EXTRAIT

===============

Alex va débarquer après demain en Haïti, fort de ses treize années. Bien sûr, j'en fais toute une fête. Et je regarde ses photos, nos souvenirs. En même temps, je découvre que Miss France sortie de Guyane, ne plait pas à tout le monde, les racistes disant qu'il n'est pas possible de faire représenter la France par une noire, de Guyane de surcroît. Je me foutrais volontiers de ces petits esprits atrophiés si cela ne correspondait pas à une tendance forte et montante vers un fascisme à venir.
Alors j'ai plaisir à ressortir ce texte qu'Alex, de mère haïtienne et de père français, a écrit à sa naissance (Bon, j'avoue que je l'ai peu aidé !
Comme il est beau et qu'il y a des pédophiles sur Internet, je me garde de mettre sa photo.
Bonjour
les amis,
Je
suis arrivé le 6 mai 2003 à 9h20, fils de Nathalie Chalviré et de Bernard
Taillefer. Je pesais 3.2 kilos sur la ligne d'arrivée et mesurais 47 cm mais
depuis cela a déjà changé. Maman, qui s'est un peu fait couper le ventre (ils appellent
cela une césarienne programmée) pour me voir, va bien, je crois même qu'elle
est super contente, m'enfin on verra ce qu'elle dira au bout de 25 ans ! Papa,
lui il en a pleuré de joie mais vous savez plus que moi qu'il est émotif. Ca
lui passera.

===============

LIGNES AFFICHÉES
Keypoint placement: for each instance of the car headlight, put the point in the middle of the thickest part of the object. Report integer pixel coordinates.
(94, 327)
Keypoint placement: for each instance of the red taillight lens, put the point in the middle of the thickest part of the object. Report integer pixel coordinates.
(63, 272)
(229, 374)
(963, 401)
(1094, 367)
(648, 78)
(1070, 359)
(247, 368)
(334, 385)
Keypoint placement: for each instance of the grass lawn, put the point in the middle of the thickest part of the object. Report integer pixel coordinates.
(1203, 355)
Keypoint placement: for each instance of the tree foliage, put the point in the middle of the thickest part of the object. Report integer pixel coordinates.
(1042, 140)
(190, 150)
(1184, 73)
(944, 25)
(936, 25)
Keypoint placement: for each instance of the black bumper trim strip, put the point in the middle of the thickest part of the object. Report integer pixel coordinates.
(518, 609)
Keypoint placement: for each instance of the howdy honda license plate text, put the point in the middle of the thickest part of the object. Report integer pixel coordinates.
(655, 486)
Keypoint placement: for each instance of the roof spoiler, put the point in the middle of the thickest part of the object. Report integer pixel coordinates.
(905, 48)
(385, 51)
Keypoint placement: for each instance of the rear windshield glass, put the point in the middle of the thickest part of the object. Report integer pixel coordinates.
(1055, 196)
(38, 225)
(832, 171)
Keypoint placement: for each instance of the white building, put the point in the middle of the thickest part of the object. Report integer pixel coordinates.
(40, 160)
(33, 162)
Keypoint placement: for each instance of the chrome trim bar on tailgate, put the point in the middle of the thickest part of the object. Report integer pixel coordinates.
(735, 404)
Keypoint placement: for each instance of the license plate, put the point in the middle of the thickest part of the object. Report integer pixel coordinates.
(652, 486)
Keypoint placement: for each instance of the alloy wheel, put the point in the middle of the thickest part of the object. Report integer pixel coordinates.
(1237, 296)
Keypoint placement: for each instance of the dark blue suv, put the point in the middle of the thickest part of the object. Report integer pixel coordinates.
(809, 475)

===============

CONSIGNE A
D'après l'extrait, à quelle date et à quelle heure Alex est-il arrivé ?
CONSIGNE B
Rédigez la suite de l'extrait, après « Ca lui passera. »

RÉPONSE A
Le 6 mai 2003 à 9h20.

RÉPONSE B
Côté
prénoms, j'en ai un deuxième : Gaétan. Il a failli être le premier prénom. Va
savoir ce qu'il y a comme compromis entre parents ! Si j'avais été une petite
fille je me serais appelé Malaïka. Il paraît que c'est joli. Papa tenait
beaucoup à ce prénom, celui de la fille d'un de ses grands amis du Rwanda,
Lando, assassiné pour délit de faciès. Malaïka aussi. Comme quoi l'histoire
vous colle aux tripes même quand on est mouflet. Mais on ne refait pas
l'histoire. Je suis mec.
Bon,
déconnez pas. Vous avez vu ma bobine ? Il y a quelques années, maman m'aurait
dit ce qu'elle a dit à mon père : "tu es blanc, blanc, blanc". Mais
il paraît que cela change avec le temps et que cela se voit derrière les
oreilles. Alors papa et maman ont tiré mes oreilles (déjà) et manque de pot,
c'est encore plus blanc que devant. Moi je crois que leur truc ne vaut rien et
ils n'ont qu'à attendre. De toutes façons, ces histoires de couleur de peau, je
m'en balance. Qu'on se le tienne pour dit.
Mon
papa a déjà essayé de me dire ce que je ferai plus tard : "passeur";
passeur entre des cultures qu'il adore : Afrique, Haïti, France. Vous comprenez
que je ne vais pas demander à mon père de se projeter sur moi. Sa vie c'est sa
vie, la mienne c'est la mienne. Je vais lui faire une concession : j'apprendrai
le créole et le français. J'aurai un
pied en France et l'autre en Haïti, c'est sûr. Et forcément en Afrique.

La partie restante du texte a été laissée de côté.